━━ Record excerpts

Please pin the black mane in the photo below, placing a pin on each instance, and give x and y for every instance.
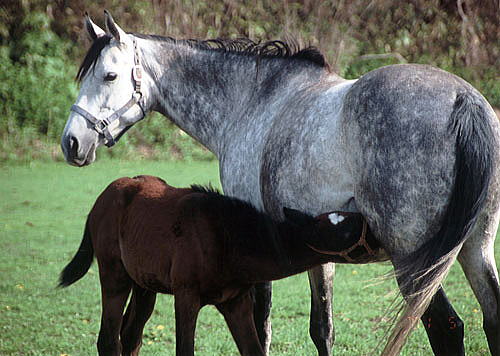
(230, 205)
(258, 232)
(244, 46)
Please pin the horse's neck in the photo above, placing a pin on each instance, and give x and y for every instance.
(283, 255)
(205, 92)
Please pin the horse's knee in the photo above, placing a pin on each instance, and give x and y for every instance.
(491, 327)
(321, 327)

━━━━

### What you have to do:
With the images excluded, output every record verbatim.

### Answer box:
Please pin the black mane in the photo below, placing a pin on each instance, and give x and y for every instance.
(230, 205)
(258, 232)
(244, 46)
Please pin the horse's neck in the photo above, placing a pin on each instance, and give x and y for every instance.
(283, 255)
(205, 92)
Please pin the horse's knee in the photo above, placing a pin on each instance, and give x and y for every instance.
(491, 327)
(321, 327)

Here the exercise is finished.